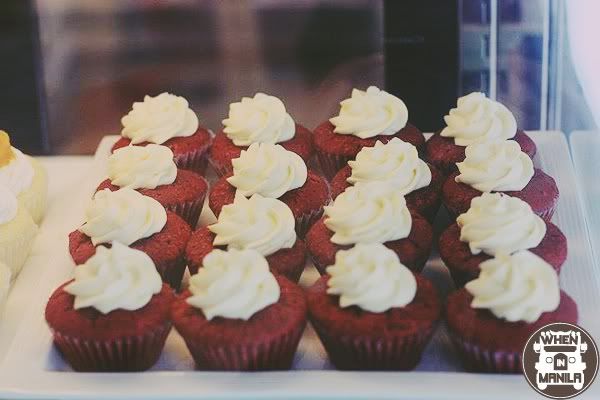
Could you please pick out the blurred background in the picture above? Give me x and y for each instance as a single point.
(72, 68)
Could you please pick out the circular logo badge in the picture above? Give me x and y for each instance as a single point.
(560, 361)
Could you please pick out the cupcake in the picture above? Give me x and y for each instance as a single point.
(499, 167)
(167, 119)
(238, 316)
(274, 172)
(370, 213)
(365, 118)
(497, 223)
(258, 119)
(258, 223)
(492, 317)
(130, 218)
(114, 316)
(397, 164)
(476, 119)
(25, 177)
(371, 312)
(151, 171)
(17, 231)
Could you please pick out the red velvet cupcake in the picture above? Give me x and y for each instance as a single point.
(128, 217)
(370, 213)
(365, 118)
(167, 119)
(499, 167)
(274, 172)
(476, 119)
(498, 223)
(151, 171)
(260, 223)
(255, 326)
(260, 119)
(371, 312)
(490, 331)
(396, 163)
(105, 320)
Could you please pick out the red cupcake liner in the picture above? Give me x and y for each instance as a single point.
(399, 353)
(136, 353)
(190, 210)
(478, 359)
(278, 354)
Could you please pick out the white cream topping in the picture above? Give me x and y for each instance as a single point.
(115, 278)
(260, 223)
(267, 169)
(371, 277)
(158, 119)
(370, 113)
(495, 167)
(368, 213)
(477, 119)
(9, 205)
(259, 119)
(519, 287)
(142, 167)
(396, 163)
(233, 284)
(18, 174)
(124, 216)
(498, 223)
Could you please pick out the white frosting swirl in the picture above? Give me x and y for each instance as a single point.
(396, 163)
(259, 223)
(18, 174)
(497, 223)
(371, 277)
(519, 287)
(368, 213)
(233, 284)
(370, 113)
(477, 119)
(267, 169)
(124, 216)
(9, 205)
(115, 278)
(495, 167)
(142, 167)
(259, 119)
(158, 119)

• **AIM**:
Please put the rows above into a two-column CSV headed text and points, with one line for each piece of wording and all the points listed under it. Quote every field, replace line breaks with spaces, and leave the pictures out.

• **SOLUTION FOR THIS TASK**:
text,points
"Could you please pick out the blurred background in the picture above? Give me x and y for each instance as a single point.","(72, 68)"
"Could you please pick out the circular logo badge in the picture above? Give me x and y for each instance as a single point.","(560, 361)"
"Could you please pick out the cupcake in the picture above? Give me x and y for each instance as a single point.","(499, 167) (167, 119) (238, 316) (274, 172) (370, 213) (365, 118) (497, 223) (258, 119) (258, 223) (492, 317) (130, 218) (114, 316) (397, 164) (476, 119) (25, 177) (371, 312) (151, 171) (17, 231)"
"Could you please pick out the red velvet cupcake in the picture above? Give me x and y for each instance as a single point.","(128, 217) (370, 213) (365, 118) (167, 119) (499, 167) (274, 172) (476, 119) (498, 223) (151, 171) (260, 223) (255, 326) (260, 119) (371, 312) (490, 331) (396, 163) (105, 320)"
"Could you please pick out the red cupcake liner in the picture above? Give me x and y for each instance as a single point.","(399, 353) (136, 353) (190, 210) (478, 359) (278, 354)"
"Could you please pick out the white cream topping in the picture above? Give me x and y for each instance as a single point.","(115, 278) (260, 223) (267, 169) (371, 277) (158, 119) (370, 113) (495, 167) (368, 213) (477, 119) (9, 205) (259, 119) (519, 287) (142, 167) (396, 163) (233, 284) (18, 174) (124, 216) (498, 223)"
"Could you please pick out the white frosting swirl in the picture above? Give me x and y for each instance as a single point.","(396, 163) (259, 223) (18, 174) (497, 223) (371, 277) (519, 287) (368, 213) (233, 284) (370, 113) (477, 119) (267, 169) (124, 216) (9, 205) (115, 278) (495, 167) (142, 167) (259, 119) (158, 119)"